# [WHAT THE TASK ASKS]
Copy each line below without leaving any out.

#####

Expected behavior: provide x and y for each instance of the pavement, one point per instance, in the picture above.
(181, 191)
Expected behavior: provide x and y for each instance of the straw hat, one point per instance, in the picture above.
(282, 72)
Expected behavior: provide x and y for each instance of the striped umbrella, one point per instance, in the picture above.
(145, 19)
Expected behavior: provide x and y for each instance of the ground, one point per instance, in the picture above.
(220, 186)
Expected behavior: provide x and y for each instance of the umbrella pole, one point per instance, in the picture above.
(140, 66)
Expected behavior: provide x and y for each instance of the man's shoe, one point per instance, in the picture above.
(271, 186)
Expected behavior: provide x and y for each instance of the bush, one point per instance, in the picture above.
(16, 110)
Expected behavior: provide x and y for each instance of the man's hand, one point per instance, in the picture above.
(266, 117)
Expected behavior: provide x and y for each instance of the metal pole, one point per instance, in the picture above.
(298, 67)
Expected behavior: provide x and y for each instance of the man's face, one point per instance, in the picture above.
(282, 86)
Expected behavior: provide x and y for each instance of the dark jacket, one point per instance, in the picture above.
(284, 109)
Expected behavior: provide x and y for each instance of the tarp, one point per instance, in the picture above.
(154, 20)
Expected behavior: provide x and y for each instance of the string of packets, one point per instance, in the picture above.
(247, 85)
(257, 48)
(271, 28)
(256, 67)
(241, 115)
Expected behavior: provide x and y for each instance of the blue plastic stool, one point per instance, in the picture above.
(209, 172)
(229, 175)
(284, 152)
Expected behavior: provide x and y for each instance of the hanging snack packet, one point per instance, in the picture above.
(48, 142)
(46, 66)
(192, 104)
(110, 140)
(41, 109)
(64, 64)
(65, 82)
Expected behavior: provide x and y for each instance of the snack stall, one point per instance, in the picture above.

#####

# [SOLUTION TO THIS PROBLEM]
Expected behavior: provide x and y for each instance of the pavement, one point per instance, in the picture above.
(181, 191)
Expected behavior: provide x and y for each instance of the straw hat, one point per instance, in the picture above.
(282, 72)
Expected behavior: provide x and y for each instance of the striped umbrella, one point per instance, in the picture above.
(145, 19)
Expected behavior: provide x and y for each instance of the ground, one point per instance, in the picture above.
(220, 186)
Expected behavior: provide x and y for each instance of the umbrella pole, one point per instance, in the picture above.
(140, 66)
Expected behavior: provide x and y for each instance of the man's shoe, one point per instance, in the picture above.
(271, 186)
Expected behavior: provide x and y for each instance of the bush, one point per instance, in the picture above.
(16, 110)
Expected behavior: provide x and y for each instance of the man's hand, one point per instance, in the picture above.
(266, 117)
Expected behavior: provide x and y for each instance of the metal pole, one point per instance, in the picture above.
(298, 67)
Expected behavior: provide x and y for each instance of the man's face, one point per instance, in the picture above.
(282, 86)
Expected behavior: provide x and y for each instance of the dark jacket, one point per instance, in the picture above.
(284, 109)
Expected behavior: provide x and y for each instance of the tarp, one point per instance, in the picture above.
(154, 20)
Expected behavior: provide x and y for each instance of the string of packets, one point per instance, in the picture above.
(247, 85)
(257, 48)
(271, 28)
(256, 67)
(241, 115)
Expected behavior: provide x and y for each instance of the blue plastic stool, one point per instance, in the picture above.
(209, 172)
(229, 175)
(284, 152)
Expected behavior: provide x and y for each instance of the hanging snack packet, one point per instance, in the picture above.
(48, 142)
(46, 66)
(192, 104)
(110, 140)
(41, 109)
(64, 64)
(65, 82)
Expected behavior: provide x and y for each instance of the snack stall, one point per instance, in the picture above.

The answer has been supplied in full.